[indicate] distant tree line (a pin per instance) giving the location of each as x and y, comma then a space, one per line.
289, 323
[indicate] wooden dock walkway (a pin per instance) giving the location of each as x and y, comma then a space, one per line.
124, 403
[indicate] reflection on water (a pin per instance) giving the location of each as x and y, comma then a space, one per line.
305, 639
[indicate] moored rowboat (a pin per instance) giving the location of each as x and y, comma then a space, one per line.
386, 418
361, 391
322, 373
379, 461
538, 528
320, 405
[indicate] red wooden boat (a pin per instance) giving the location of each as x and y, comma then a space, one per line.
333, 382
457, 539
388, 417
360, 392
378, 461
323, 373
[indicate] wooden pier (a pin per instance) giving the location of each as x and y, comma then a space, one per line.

▶ [WORK TO DO] Lay out every line of the rows above as a numbered list, leaving out any blank lines.

▶ [ANSWER TO THIS PROBLEM]
1. [indicate] distant tree line (a pin per instance) giving the location of each as x and y, comma then a space, one per line.
2. 289, 323
3. [indicate] wooden dock walkway (a pin per instance) giving the location of each as x and y, comma then a space, one per line.
4. 124, 403
5. [indicate] reflection on water (a pin per instance) giving the location of each as x and y, comma then a space, one per line.
6. 305, 639
7. [indicate] moored rowboat (a pin per instance) giving the location of each as x and y, comma then a space, one per line.
8. 386, 418
9. 361, 391
10. 322, 373
11. 379, 461
12. 538, 528
13. 320, 405
14. [indicate] red wooden boat (a pin per instance) giving the location of each as x and y, comma then a space, one per line.
15. 333, 382
16. 457, 539
17. 388, 417
18. 360, 392
19. 378, 461
20. 323, 373
21. [indicate] wooden pier (a pin per instance) giving the location of each as x and y, comma then a space, one per line.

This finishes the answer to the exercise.